EXERCISE DATA:
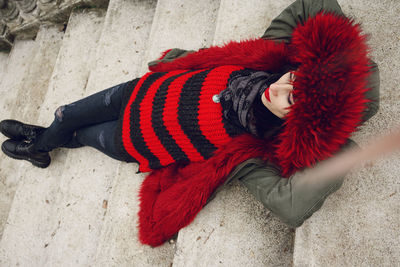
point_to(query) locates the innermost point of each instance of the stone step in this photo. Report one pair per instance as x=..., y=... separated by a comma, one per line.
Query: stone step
x=14, y=67
x=119, y=244
x=359, y=224
x=28, y=100
x=186, y=24
x=3, y=66
x=118, y=62
x=32, y=224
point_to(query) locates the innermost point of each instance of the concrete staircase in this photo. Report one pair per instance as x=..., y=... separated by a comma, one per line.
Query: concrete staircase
x=82, y=209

WORK REQUIRED: Make an exact copy of every record, pictures excluded.

ANSWER FOR THE TASK:
point_to(query) locates the innermost point of each instance of the stone step in this photo. Report one pair per instance as x=..., y=... separated by a comma, one per line.
Query: stone step
x=14, y=67
x=119, y=244
x=359, y=224
x=28, y=100
x=186, y=24
x=3, y=66
x=118, y=62
x=32, y=224
point_to(query) locates the innermost point of each instance of the concrete staircase in this photo. Report one pair per instance as x=..., y=... separated by a comma, one per line.
Query: concrete staircase
x=82, y=209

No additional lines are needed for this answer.